— Brief —
Using the listing below, copy exactly the lines from the one containing "segment stage floor" to the one containing "segment stone ledge", both lines included, and no others.

— Exercise data —
*-*-*

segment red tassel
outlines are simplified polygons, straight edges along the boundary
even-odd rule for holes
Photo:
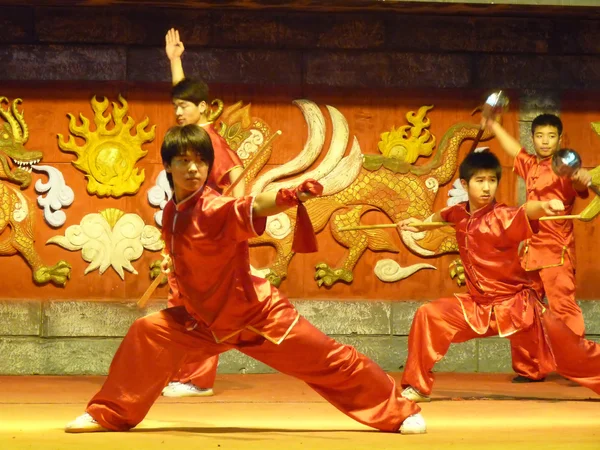
[[[315,230],[308,216],[306,206],[303,203],[299,203],[297,211],[292,251],[296,253],[315,253],[319,249],[317,246],[317,237],[315,236]]]

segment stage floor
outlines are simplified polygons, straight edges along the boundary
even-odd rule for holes
[[[400,374],[392,374],[399,380]],[[220,375],[216,395],[160,398],[127,433],[66,434],[103,377],[0,377],[0,450],[600,450],[600,397],[559,377],[438,374],[425,435],[382,433],[284,375]]]

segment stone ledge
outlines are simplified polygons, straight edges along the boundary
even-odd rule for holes
[[[331,336],[342,344],[351,345],[363,355],[379,364],[383,370],[397,372],[406,362],[407,342],[405,336]]]
[[[44,337],[123,337],[134,320],[164,309],[151,303],[140,310],[134,302],[50,301],[43,304]]]
[[[301,61],[299,53],[290,51],[189,49],[183,67],[189,76],[200,77],[209,84],[301,85]],[[170,81],[164,49],[129,48],[127,80]]]
[[[405,336],[332,336],[352,345],[384,370],[399,371],[407,357]],[[588,336],[600,343],[600,335]],[[119,338],[0,337],[0,375],[106,375]],[[435,372],[510,373],[510,342],[502,338],[453,344]],[[232,350],[221,355],[219,373],[273,373],[273,369]]]
[[[471,56],[441,53],[307,52],[307,85],[460,88],[471,85]]]
[[[585,321],[585,332],[590,335],[600,334],[600,301],[579,301]]]
[[[276,373],[275,369],[237,350],[230,350],[219,356],[218,373]]]
[[[0,301],[0,336],[39,336],[41,311],[39,301]]]
[[[424,302],[296,299],[292,303],[326,334],[406,336]],[[600,301],[578,303],[587,333],[600,334]],[[135,319],[165,307],[165,301],[139,310],[134,302],[0,300],[0,336],[122,337]]]
[[[325,334],[390,334],[390,302],[298,299],[292,303]]]
[[[434,372],[477,372],[476,339],[451,344],[448,353],[433,368]]]
[[[0,337],[1,375],[106,375],[121,339]]]
[[[497,89],[593,89],[600,84],[600,57],[480,55],[474,85]]]
[[[392,303],[392,334],[408,336],[417,308],[426,302],[405,301]]]
[[[554,31],[535,17],[445,17],[391,15],[386,47],[409,51],[546,53]]]
[[[0,47],[2,80],[125,80],[125,49],[81,45]]]
[[[499,337],[479,339],[477,370],[475,372],[510,373],[512,358],[510,341]]]
[[[35,29],[40,42],[164,46],[173,26],[185,29],[189,46],[209,44],[211,22],[211,13],[202,10],[42,7],[36,8]]]
[[[390,302],[294,300],[293,303],[300,314],[326,334],[390,334]],[[43,304],[42,335],[122,337],[135,319],[165,307],[164,302],[151,303],[139,310],[133,302],[51,301]]]

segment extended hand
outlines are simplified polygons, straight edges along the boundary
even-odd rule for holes
[[[318,197],[323,193],[323,185],[316,180],[308,179],[305,180],[296,190],[298,200],[304,203],[306,200],[310,200],[313,197]]]
[[[171,272],[171,268],[173,267],[173,262],[171,261],[171,256],[166,253],[163,253],[162,257],[163,257],[163,260],[160,262],[160,270],[164,274],[168,274]]]
[[[305,202],[323,193],[323,185],[316,180],[304,180],[295,189],[282,188],[277,192],[275,203],[277,205],[295,206],[298,202]]]
[[[401,220],[396,224],[400,231],[412,231],[413,233],[418,233],[419,230],[417,227],[413,226],[414,223],[420,223],[420,220],[415,219],[414,217],[410,217],[408,219]]]
[[[493,118],[486,118],[482,116],[481,121],[479,122],[479,126],[482,130],[487,129],[488,131],[493,131],[494,124],[496,123],[496,120],[494,120]]]
[[[585,190],[590,184],[592,184],[592,176],[586,169],[579,169],[571,177],[573,187],[578,191]]]
[[[165,52],[170,61],[180,58],[185,48],[183,42],[179,39],[179,31],[171,28],[165,36]]]

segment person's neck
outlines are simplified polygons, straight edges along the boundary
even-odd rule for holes
[[[483,205],[476,205],[471,200],[469,200],[469,212],[471,214],[473,214],[473,213],[479,211],[480,209],[485,208],[487,205],[489,205],[489,203],[485,203]]]
[[[178,189],[177,186],[175,186],[175,189],[173,190],[173,196],[174,196],[175,203],[181,203],[181,202],[187,200],[192,195],[194,195],[196,192],[197,191],[190,192],[190,191]]]
[[[208,117],[206,116],[202,116],[200,117],[200,119],[198,120],[198,122],[196,122],[196,125],[198,125],[199,127],[205,127],[207,125],[210,125],[211,121],[208,120]]]
[[[552,155],[549,155],[549,156],[540,156],[540,155],[539,155],[539,154],[537,154],[537,153],[535,154],[535,156],[536,156],[536,158],[537,158],[538,162],[541,162],[541,161],[546,161],[547,159],[550,159],[550,158],[552,158],[552,156],[553,156],[553,155],[554,155],[554,153],[552,153]]]

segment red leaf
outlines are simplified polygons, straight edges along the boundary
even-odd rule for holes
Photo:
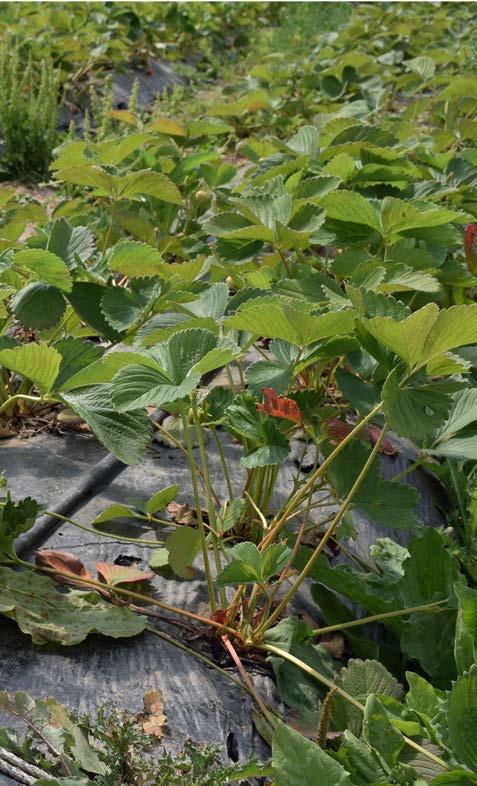
[[[335,444],[338,442],[342,442],[348,434],[351,433],[354,426],[350,423],[345,423],[343,420],[339,418],[332,418],[328,420],[326,424],[326,430],[328,432],[331,441]],[[375,445],[381,435],[381,429],[378,426],[371,426],[367,425],[364,431],[361,432],[361,438],[365,436],[367,442],[371,445]],[[384,438],[383,443],[380,447],[380,453],[385,456],[398,456],[399,450],[393,445],[390,439],[387,437]]]
[[[75,576],[83,579],[93,578],[79,557],[77,557],[76,554],[71,554],[69,551],[43,549],[42,551],[37,551],[35,562],[42,568],[51,568],[52,570],[58,570],[64,573],[74,573]],[[85,587],[81,582],[67,579],[65,576],[54,576],[54,579],[61,584],[74,584],[77,587]]]
[[[302,422],[302,415],[298,404],[292,398],[279,396],[273,388],[263,388],[263,404],[257,404],[258,412],[266,412],[274,418],[293,420],[294,423]]]
[[[369,425],[366,426],[366,433],[371,445],[375,445],[381,436],[381,429],[377,426]],[[382,445],[380,447],[380,453],[383,453],[385,456],[399,456],[399,450],[387,437],[383,439]]]
[[[98,571],[98,579],[110,587],[116,584],[136,584],[138,581],[154,578],[154,573],[151,571],[129,568],[127,565],[115,565],[113,562],[95,562],[94,567]]]

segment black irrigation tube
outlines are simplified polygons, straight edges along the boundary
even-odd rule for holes
[[[209,384],[212,382],[222,370],[222,368],[219,368],[216,371],[205,374],[204,383]],[[158,409],[154,412],[151,419],[156,423],[162,423],[168,415],[169,412]],[[78,508],[82,508],[90,499],[99,494],[105,487],[109,486],[126,467],[128,467],[128,464],[124,464],[112,453],[108,453],[89,472],[83,475],[80,482],[70,492],[65,494],[61,502],[51,508],[51,512],[60,516],[70,516]],[[15,551],[18,556],[24,557],[31,554],[38,546],[41,546],[48,540],[50,535],[53,535],[63,523],[55,516],[47,514],[41,516],[28,532],[24,532],[16,539]]]

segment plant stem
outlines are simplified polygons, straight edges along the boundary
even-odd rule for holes
[[[189,460],[189,454],[187,453],[187,450],[186,450],[186,448],[184,447],[184,445],[182,445],[182,444],[179,442],[179,440],[178,440],[178,439],[176,439],[176,438],[175,438],[175,437],[174,437],[174,436],[173,436],[173,435],[170,433],[170,431],[168,431],[166,428],[164,428],[164,426],[163,426],[161,423],[156,423],[154,420],[152,421],[152,425],[153,425],[153,427],[154,427],[154,428],[157,428],[159,431],[162,431],[162,433],[163,433],[163,434],[165,434],[165,435],[166,435],[166,437],[167,437],[168,439],[170,439],[170,440],[171,440],[171,442],[173,442],[173,443],[174,443],[175,447],[176,447],[176,448],[178,448],[178,450],[180,450],[180,451],[181,451],[181,452],[184,454],[184,456],[186,457],[186,459],[187,459],[187,460]],[[202,483],[202,485],[203,485],[203,487],[204,487],[204,489],[205,489],[204,473],[202,472],[201,468],[199,467],[199,465],[197,464],[197,462],[195,461],[195,459],[193,459],[193,461],[194,461],[194,467],[195,467],[195,471],[198,473],[198,475],[199,475],[199,477],[200,477],[200,482]],[[219,506],[220,506],[220,499],[219,499],[219,497],[217,496],[217,494],[215,493],[214,489],[212,489],[212,494],[214,495],[214,499],[215,499],[215,501],[216,501],[217,505],[219,505]]]
[[[214,442],[215,442],[215,444],[217,446],[217,451],[219,453],[220,462],[222,464],[222,469],[224,471],[224,478],[225,478],[225,482],[227,484],[227,492],[228,492],[228,495],[229,495],[229,499],[233,499],[233,497],[234,497],[234,490],[232,488],[232,482],[230,480],[229,468],[228,468],[227,462],[225,460],[224,449],[222,447],[222,443],[220,441],[220,437],[217,434],[217,429],[214,426],[212,426],[210,430],[212,432],[212,436],[214,438]]]
[[[10,396],[10,398],[7,398],[7,400],[3,402],[3,404],[0,406],[0,413],[4,412],[6,409],[8,409],[10,404],[14,404],[15,401],[18,401],[19,399],[26,399],[27,401],[44,401],[41,396],[27,396],[24,393],[16,393],[14,396]]]
[[[217,517],[215,515],[214,500],[212,499],[212,484],[210,480],[209,462],[207,460],[207,451],[205,449],[204,437],[202,434],[202,426],[200,425],[199,415],[197,412],[197,399],[194,394],[192,394],[191,401],[192,401],[192,418],[194,420],[195,432],[197,434],[197,441],[199,443],[200,460],[202,463],[202,471],[204,473],[204,478],[205,478],[205,493],[207,495],[207,508],[209,512],[209,522],[211,525],[211,540],[212,540],[212,549],[214,552],[215,568],[217,571],[217,575],[219,575],[219,573],[222,572],[222,563],[220,561],[220,551],[217,545]],[[219,588],[219,599],[220,599],[221,607],[223,609],[226,609],[227,596],[225,594],[225,587]]]
[[[114,540],[120,540],[124,543],[137,543],[139,546],[163,546],[164,544],[160,540],[145,540],[142,538],[128,538],[126,535],[115,535],[114,532],[101,532],[94,527],[87,527],[85,524],[80,524],[79,521],[75,521],[74,519],[68,518],[68,516],[61,516],[59,513],[54,513],[52,510],[45,510],[45,516],[51,516],[54,519],[58,519],[58,521],[64,521],[67,524],[72,524],[74,527],[78,527],[78,529],[82,529],[85,532],[91,532],[93,535],[104,535],[106,538],[113,538]]]
[[[210,570],[210,563],[209,563],[209,554],[207,549],[207,540],[205,537],[205,527],[204,521],[202,519],[202,507],[201,507],[201,499],[199,494],[199,486],[197,484],[197,473],[195,472],[195,460],[192,454],[192,440],[189,431],[189,423],[187,420],[187,413],[185,410],[185,404],[181,402],[181,414],[182,414],[182,425],[184,428],[184,437],[187,447],[187,458],[190,467],[190,477],[192,481],[192,489],[194,492],[194,500],[195,500],[195,508],[196,508],[196,515],[197,515],[197,525],[200,532],[200,541],[202,546],[202,557],[204,560],[204,570],[205,576],[207,579],[207,590],[209,593],[209,600],[210,600],[210,608],[212,612],[214,612],[217,608],[217,604],[215,601],[215,592],[214,592],[214,582],[212,579],[212,573]]]
[[[238,636],[238,633],[233,628],[230,628],[228,625],[222,625],[220,622],[215,622],[215,620],[210,619],[209,617],[202,617],[200,614],[194,614],[192,611],[187,611],[186,609],[181,609],[178,606],[171,606],[169,603],[163,603],[160,600],[156,600],[149,595],[141,595],[140,592],[133,592],[133,590],[127,590],[123,587],[108,587],[107,584],[103,584],[100,581],[95,581],[94,579],[87,579],[83,578],[82,576],[77,576],[75,573],[68,573],[64,570],[56,570],[55,568],[44,568],[41,565],[32,565],[30,562],[25,562],[24,560],[17,559],[17,564],[23,565],[30,570],[39,571],[41,573],[48,573],[52,576],[62,576],[63,578],[70,579],[70,581],[74,581],[75,584],[84,584],[85,587],[93,587],[94,589],[100,589],[102,592],[104,590],[110,590],[115,595],[123,595],[125,598],[131,598],[133,600],[139,600],[141,603],[145,603],[150,606],[158,606],[160,609],[165,609],[166,611],[170,611],[172,614],[179,614],[182,617],[188,617],[189,619],[193,619],[196,622],[200,622],[204,625],[210,625],[212,628],[216,628],[216,630],[220,630],[222,633],[228,633],[231,636]]]
[[[222,636],[221,638],[222,638],[222,643],[223,643],[225,649],[229,653],[230,657],[232,658],[233,662],[235,663],[235,665],[236,665],[236,667],[237,667],[237,669],[239,671],[240,676],[242,677],[244,685],[247,686],[247,688],[249,690],[249,693],[253,696],[253,698],[257,702],[257,704],[260,707],[260,709],[261,709],[263,715],[265,716],[265,718],[269,718],[270,713],[268,712],[268,710],[267,710],[267,708],[266,708],[266,706],[265,706],[265,704],[263,702],[262,697],[260,696],[258,691],[255,689],[255,685],[253,684],[252,680],[250,679],[250,677],[248,676],[247,672],[245,671],[245,669],[243,667],[243,663],[240,660],[239,656],[237,655],[235,647],[229,641],[229,637],[227,635]]]
[[[269,617],[268,621],[263,626],[261,626],[261,628],[260,628],[261,632],[263,632],[263,630],[267,630],[271,625],[273,625],[276,622],[276,620],[280,617],[280,615],[286,609],[289,601],[293,598],[293,596],[298,591],[298,589],[301,586],[301,584],[304,582],[304,580],[306,579],[306,577],[310,573],[311,569],[313,568],[313,565],[315,564],[316,560],[318,559],[318,557],[320,556],[320,554],[324,550],[324,548],[325,548],[326,544],[328,543],[329,539],[334,534],[336,528],[338,527],[338,525],[341,522],[341,519],[343,518],[344,514],[348,510],[348,508],[349,508],[349,506],[350,506],[350,504],[351,504],[351,502],[353,500],[354,495],[356,494],[356,492],[360,488],[363,480],[365,479],[366,474],[367,474],[369,468],[371,467],[371,464],[373,463],[374,459],[376,458],[376,456],[377,456],[377,454],[379,452],[379,449],[380,449],[381,444],[383,442],[385,433],[386,433],[386,424],[384,424],[384,426],[383,426],[383,428],[381,430],[381,434],[379,435],[379,438],[376,440],[376,444],[374,445],[371,453],[369,454],[367,460],[365,461],[363,467],[361,468],[361,471],[360,471],[358,477],[356,478],[355,482],[351,486],[351,489],[349,490],[348,495],[347,495],[346,499],[344,500],[341,508],[338,510],[338,512],[334,516],[333,521],[331,522],[330,526],[326,530],[326,532],[323,535],[322,539],[320,540],[318,546],[314,550],[313,554],[311,555],[310,559],[308,560],[308,562],[306,563],[305,567],[301,571],[301,573],[298,576],[298,578],[295,581],[295,583],[290,587],[290,589],[286,593],[285,597],[280,601],[280,603],[278,604],[278,606],[275,609],[275,611],[273,612],[273,614]]]
[[[393,617],[405,617],[408,614],[417,614],[419,612],[433,612],[439,613],[446,611],[445,608],[439,608],[445,600],[437,600],[433,603],[425,603],[422,606],[410,606],[408,609],[396,609],[396,611],[386,611],[383,614],[373,614],[370,617],[362,617],[359,620],[351,620],[349,622],[342,622],[341,625],[328,625],[326,628],[316,628],[313,631],[314,636],[323,636],[325,633],[333,633],[335,630],[347,630],[348,628],[356,628],[359,625],[369,625],[371,622],[381,622],[382,620],[392,619]]]
[[[299,669],[304,671],[306,674],[309,674],[310,677],[314,677],[316,680],[318,680],[318,682],[321,682],[323,685],[326,685],[326,687],[329,688],[330,690],[336,689],[335,693],[338,693],[340,696],[346,699],[346,701],[352,704],[353,707],[356,707],[358,710],[364,713],[365,710],[364,704],[361,704],[361,702],[355,699],[354,696],[351,696],[350,693],[347,693],[347,691],[343,690],[343,688],[340,688],[332,680],[328,679],[328,677],[325,677],[323,674],[320,674],[318,671],[315,671],[315,669],[312,669],[311,666],[308,666],[307,663],[304,663],[304,661],[299,660],[291,653],[286,652],[285,650],[282,650],[279,647],[275,647],[272,644],[260,644],[258,646],[258,649],[263,650],[264,652],[269,652],[272,655],[278,655],[280,658],[284,658],[285,660],[288,660],[290,663],[293,663],[294,666],[298,666]],[[435,764],[438,764],[439,767],[442,767],[443,770],[451,769],[445,761],[439,759],[438,756],[434,756],[433,753],[426,750],[426,748],[422,747],[422,745],[418,745],[417,742],[414,742],[414,740],[411,740],[409,737],[406,737],[404,734],[403,734],[403,739],[406,745],[409,745],[410,748],[414,748],[414,750],[418,751],[420,754],[422,754],[422,756],[425,756],[427,759],[430,759]]]
[[[360,420],[359,423],[356,424],[356,426],[349,432],[349,434],[346,435],[343,441],[336,446],[336,448],[323,461],[323,463],[314,472],[311,473],[310,477],[306,483],[304,483],[301,489],[299,489],[291,497],[291,499],[288,500],[284,510],[279,512],[277,522],[260,544],[261,548],[265,548],[265,546],[268,546],[268,544],[275,539],[276,533],[279,532],[279,530],[285,525],[288,517],[290,516],[290,513],[292,513],[294,508],[299,505],[305,499],[305,497],[307,497],[310,488],[314,486],[317,479],[323,475],[325,470],[328,469],[329,465],[334,461],[336,456],[338,456],[338,454],[344,450],[346,445],[348,445],[354,439],[354,437],[359,434],[363,426],[365,426],[366,423],[369,423],[369,421],[372,420],[372,418],[379,412],[380,409],[381,402],[377,404],[362,420]]]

*-*-*

— Answer for the task —
segment stage floor
outlines are simplified polygons, straight edges along the boundary
even-odd rule for holes
[[[400,374],[392,374],[399,380]],[[220,375],[216,395],[160,398],[127,433],[66,434],[103,377],[0,377],[0,450],[600,450],[600,397],[559,377],[438,374],[425,435],[382,433],[284,375]]]

segment stone ledge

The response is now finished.